(Excerpts of pointing data)
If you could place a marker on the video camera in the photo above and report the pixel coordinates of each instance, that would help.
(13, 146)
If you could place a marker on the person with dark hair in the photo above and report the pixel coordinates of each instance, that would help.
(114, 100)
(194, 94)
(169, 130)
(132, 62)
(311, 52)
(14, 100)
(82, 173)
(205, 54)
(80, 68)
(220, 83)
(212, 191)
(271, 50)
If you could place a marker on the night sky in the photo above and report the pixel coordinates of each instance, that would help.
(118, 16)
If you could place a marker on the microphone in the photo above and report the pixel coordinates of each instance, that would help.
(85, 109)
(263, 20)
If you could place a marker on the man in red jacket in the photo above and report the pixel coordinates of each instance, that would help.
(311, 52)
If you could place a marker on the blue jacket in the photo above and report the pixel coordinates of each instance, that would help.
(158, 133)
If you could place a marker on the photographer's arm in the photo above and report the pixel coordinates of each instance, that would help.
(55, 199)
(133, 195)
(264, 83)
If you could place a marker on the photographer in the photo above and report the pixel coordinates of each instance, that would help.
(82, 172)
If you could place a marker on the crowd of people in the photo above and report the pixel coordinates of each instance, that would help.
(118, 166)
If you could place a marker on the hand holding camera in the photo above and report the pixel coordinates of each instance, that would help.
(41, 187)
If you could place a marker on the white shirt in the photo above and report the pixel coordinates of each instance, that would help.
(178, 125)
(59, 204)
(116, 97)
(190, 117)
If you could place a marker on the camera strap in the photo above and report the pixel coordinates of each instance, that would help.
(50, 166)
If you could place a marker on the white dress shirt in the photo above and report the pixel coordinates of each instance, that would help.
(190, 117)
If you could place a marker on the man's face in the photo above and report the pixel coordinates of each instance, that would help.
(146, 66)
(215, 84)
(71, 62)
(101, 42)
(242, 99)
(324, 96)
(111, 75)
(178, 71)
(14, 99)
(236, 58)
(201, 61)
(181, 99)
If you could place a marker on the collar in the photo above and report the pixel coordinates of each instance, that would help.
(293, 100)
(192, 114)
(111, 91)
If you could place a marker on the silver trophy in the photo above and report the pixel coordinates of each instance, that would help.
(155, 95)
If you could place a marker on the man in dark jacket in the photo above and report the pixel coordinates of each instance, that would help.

## TASK REQUIREMENTS
Nothing may be left out: return each entry exactly as it reads.

## TASK ANSWER
If you could place a marker on the video camera in the photo above and report the pixel coordinates of each instance, that would help.
(13, 146)
If you could place a marker on the person with dark hair in the photo above and report the pixel coordinates of each instance, that would help.
(114, 100)
(194, 94)
(169, 130)
(132, 62)
(311, 52)
(14, 100)
(82, 173)
(205, 54)
(80, 68)
(220, 83)
(212, 191)
(271, 50)
If you could place a marker on the night sky in the photo above and report the pixel coordinates of each instance, that would help.
(118, 16)
If you could place a marker on the microphone in the photo above and report the pixel coordinates of each instance, that would help.
(85, 109)
(263, 20)
If you could place a marker on the man in red jacket in the photo above and report the pixel coordinates of each instance, that would help.
(311, 52)
If you could place a marker on the blue jacket in the photo above and report the pixel coordinates of each instance, that would help.
(158, 133)
If you could place a marker on the photographer's arm in the photo above and report the pixel coordinates of each instance, that would help.
(55, 199)
(133, 195)
(264, 83)
If you could place a marker on the photographer in the photo above and report the pixel coordinates of each instance, that would help.
(82, 172)
If you could place a marker on the crowd of people in the photo above and report the pixel coordinates of each instance, that would help.
(118, 166)
If you could place a marker on the hand holding camera in the photo above and report the pixel coordinates of each instance, that would help.
(41, 187)
If you could place a marker on the white shirt in the photo above and report the pixel coordinates of each instance, that would help.
(178, 125)
(59, 204)
(116, 97)
(190, 117)
If you could place a marker on the camera strap in the photo above and report the pixel coordinates of each instance, that would help.
(50, 166)
If you could place a marker on the white dress shirt in the photo above and report the pixel coordinates of each instance, that would help.
(190, 117)
If you could place a marker on the man's face in the photo above and report the pixel coordinates of each instance, that would help.
(146, 66)
(215, 84)
(71, 62)
(101, 42)
(242, 99)
(324, 96)
(111, 75)
(178, 71)
(14, 99)
(236, 58)
(201, 61)
(181, 99)
If you could place a marker on the collar in the photo above and report the pixel coordinates of each instance, that would help.
(293, 100)
(192, 114)
(111, 91)
If you could place a marker on the silver trophy in the photo above and report the pixel coordinates of each instance, that would help.
(155, 95)
If you could place a marker on the man in dark jacket in the photo above and report the pixel coordinates of each instance, that would help.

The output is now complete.